Work to complete: Count the lines in the rows below that contain the word "shoe". Reply with that number only.

>> Start Records to process

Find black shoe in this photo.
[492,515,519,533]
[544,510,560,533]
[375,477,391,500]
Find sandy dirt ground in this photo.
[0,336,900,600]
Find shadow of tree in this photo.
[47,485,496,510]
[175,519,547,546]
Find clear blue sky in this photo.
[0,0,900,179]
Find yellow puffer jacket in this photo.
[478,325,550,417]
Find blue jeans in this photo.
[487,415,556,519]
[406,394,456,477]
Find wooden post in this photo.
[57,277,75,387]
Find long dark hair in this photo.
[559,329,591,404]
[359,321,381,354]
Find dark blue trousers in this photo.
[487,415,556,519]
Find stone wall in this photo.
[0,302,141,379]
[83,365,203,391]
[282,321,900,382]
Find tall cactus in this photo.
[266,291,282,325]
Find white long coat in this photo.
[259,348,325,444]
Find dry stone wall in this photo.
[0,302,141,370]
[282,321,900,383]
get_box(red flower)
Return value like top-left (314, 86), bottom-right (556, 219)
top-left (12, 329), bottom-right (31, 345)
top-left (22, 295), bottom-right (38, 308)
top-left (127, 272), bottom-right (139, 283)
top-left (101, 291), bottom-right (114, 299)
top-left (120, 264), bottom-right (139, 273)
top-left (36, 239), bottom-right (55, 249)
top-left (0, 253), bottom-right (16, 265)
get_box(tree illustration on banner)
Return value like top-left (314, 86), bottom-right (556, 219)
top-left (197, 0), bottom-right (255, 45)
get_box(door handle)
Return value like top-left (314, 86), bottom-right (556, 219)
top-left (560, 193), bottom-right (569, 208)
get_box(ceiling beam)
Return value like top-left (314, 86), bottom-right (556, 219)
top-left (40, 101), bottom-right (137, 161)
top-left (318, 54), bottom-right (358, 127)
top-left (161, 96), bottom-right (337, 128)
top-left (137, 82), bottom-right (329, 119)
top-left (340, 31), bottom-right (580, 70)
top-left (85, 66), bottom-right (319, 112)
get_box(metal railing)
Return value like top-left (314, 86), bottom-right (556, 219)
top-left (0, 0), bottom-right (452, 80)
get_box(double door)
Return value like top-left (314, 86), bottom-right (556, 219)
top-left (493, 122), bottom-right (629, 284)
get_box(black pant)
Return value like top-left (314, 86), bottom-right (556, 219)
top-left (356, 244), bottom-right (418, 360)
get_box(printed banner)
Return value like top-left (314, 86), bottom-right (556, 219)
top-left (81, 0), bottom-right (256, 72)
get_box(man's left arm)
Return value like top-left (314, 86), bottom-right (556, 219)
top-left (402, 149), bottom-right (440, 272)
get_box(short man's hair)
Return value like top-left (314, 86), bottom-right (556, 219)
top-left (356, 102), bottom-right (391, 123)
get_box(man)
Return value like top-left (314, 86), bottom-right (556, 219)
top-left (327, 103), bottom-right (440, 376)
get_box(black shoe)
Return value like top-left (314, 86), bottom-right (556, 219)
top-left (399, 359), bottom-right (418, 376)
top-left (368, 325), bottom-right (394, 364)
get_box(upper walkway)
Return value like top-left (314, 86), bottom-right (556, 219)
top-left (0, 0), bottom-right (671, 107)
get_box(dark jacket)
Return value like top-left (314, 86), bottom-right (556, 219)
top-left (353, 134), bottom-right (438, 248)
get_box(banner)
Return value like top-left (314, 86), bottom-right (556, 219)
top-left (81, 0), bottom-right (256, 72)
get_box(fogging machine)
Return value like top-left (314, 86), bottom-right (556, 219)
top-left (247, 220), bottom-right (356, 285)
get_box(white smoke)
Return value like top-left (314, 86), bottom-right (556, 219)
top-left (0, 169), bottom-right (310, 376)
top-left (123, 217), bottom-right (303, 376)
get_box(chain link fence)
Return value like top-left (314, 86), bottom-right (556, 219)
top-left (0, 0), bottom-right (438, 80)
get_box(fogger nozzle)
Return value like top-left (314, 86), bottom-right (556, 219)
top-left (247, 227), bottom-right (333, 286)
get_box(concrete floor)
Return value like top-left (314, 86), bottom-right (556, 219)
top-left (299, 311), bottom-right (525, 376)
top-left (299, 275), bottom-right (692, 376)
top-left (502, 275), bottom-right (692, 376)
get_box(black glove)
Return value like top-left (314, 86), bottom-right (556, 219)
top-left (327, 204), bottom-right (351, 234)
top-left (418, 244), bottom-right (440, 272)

>> End Records to process

Answer below: 2